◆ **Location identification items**

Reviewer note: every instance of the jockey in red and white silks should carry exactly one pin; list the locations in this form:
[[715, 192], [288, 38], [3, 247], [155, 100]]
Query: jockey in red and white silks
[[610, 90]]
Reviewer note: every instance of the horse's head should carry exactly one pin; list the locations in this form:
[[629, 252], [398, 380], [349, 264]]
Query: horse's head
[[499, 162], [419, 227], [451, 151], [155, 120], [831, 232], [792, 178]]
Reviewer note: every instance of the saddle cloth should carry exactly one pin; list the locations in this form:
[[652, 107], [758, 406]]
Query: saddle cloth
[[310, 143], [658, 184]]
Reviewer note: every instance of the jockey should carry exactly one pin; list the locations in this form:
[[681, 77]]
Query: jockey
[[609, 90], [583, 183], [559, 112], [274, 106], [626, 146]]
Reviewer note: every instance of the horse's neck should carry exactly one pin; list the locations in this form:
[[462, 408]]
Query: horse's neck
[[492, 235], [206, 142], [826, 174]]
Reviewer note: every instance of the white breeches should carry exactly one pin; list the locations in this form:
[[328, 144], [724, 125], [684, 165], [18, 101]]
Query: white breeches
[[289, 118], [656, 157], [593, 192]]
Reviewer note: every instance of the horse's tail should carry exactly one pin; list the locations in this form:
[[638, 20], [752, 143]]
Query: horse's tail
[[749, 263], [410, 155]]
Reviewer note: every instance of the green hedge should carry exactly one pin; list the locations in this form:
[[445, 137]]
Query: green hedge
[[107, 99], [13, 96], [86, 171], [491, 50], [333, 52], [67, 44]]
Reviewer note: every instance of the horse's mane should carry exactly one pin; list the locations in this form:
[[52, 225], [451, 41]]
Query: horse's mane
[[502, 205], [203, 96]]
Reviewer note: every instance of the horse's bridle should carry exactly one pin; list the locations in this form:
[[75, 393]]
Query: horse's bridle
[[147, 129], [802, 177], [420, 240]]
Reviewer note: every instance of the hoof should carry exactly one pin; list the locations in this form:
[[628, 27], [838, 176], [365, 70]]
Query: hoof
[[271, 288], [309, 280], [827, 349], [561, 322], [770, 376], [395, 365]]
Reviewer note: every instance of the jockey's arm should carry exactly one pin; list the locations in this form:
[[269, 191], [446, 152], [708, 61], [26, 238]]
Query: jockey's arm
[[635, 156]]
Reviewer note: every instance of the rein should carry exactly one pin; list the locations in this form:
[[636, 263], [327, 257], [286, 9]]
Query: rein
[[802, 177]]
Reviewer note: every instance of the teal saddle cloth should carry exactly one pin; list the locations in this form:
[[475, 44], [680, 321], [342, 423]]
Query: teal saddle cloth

◆ **Exercise prompt**
Rewrite the records above, putting "Annotator note" wherever "Reviewer note" appears and leaving everything else unchanged.

◆ **Response**
Annotator note: every instance of the jockey in red and white silks should carry exactly one pin; list the locations in this form:
[[715, 192], [288, 38], [3, 247], [155, 100]]
Query: jockey in red and white silks
[[610, 90]]
Annotator note: every instance of the horse's head should carry exactly one pin; list the locations in this form:
[[629, 252], [398, 380], [349, 264]]
Query: horse's head
[[499, 162], [419, 227], [451, 151], [155, 120], [831, 232], [792, 178]]
Annotator note: every instance of the saddle cloth should carry exactly one pin; list the locations in this form:
[[652, 107], [758, 406]]
Query: saddle cloth
[[310, 143], [658, 184]]
Annotator note: every instance of the jockey should carry exactly one pin; list the locations in this form:
[[681, 77]]
Query: jockey
[[609, 90], [583, 183], [559, 112], [274, 106], [626, 146]]
Annotator note: every instance of the horse's neck should carry exactly one pin; list the locations in this form:
[[462, 408]]
Query: horse's neck
[[492, 235], [206, 142], [826, 174]]
Annotator note: every instance of the white breeches should carry exactly one pin; list the locations in this form:
[[328, 144], [724, 125], [684, 165], [18, 101]]
Query: white breeches
[[289, 118], [656, 157], [593, 192]]
Annotator note: every instance of the horse's tail should carry exactly one pin; list the locations in this form:
[[638, 20], [752, 143]]
Query: horse's tail
[[749, 263], [410, 155]]
Annotator note: every instance of the green hedge should carry exactly one pin; list the locations in this form:
[[445, 137]]
Query: green hedge
[[107, 99], [13, 96], [86, 171], [491, 50], [333, 52], [67, 44]]
Annotator note: every instance of the horse's mane should carry exactly one pin; list the locations in this form:
[[52, 225], [451, 41]]
Query: horse's mane
[[502, 205], [203, 96]]
Annotator note: every instance of the horse's bridle should carry exactly one pin; list the locations in this form:
[[75, 393]]
Query: horse's bridle
[[147, 129], [802, 177], [420, 240]]
Annotator note: every instance of the hoof should carry exactly one pin; list the locations in this form:
[[628, 27], [838, 176], [365, 70]]
Query: hoof
[[271, 288], [309, 280], [827, 349], [561, 322], [770, 376], [395, 365]]
Annotator note: every instance of the jockey's arm should carry exactly one pin; list the locations in this form:
[[269, 191], [446, 152], [708, 61], [26, 238]]
Query: jockey's arm
[[635, 156]]
Annotator note: every instance of the rein should carry exactly one pin; list the locations in this form:
[[636, 263], [327, 257], [286, 9]]
Query: rein
[[802, 177]]
Annotator note: every instance of the teal saddle cloth should carry exactly one pin; list the locations in this form:
[[475, 44], [680, 321], [342, 423]]
Query: teal saddle cloth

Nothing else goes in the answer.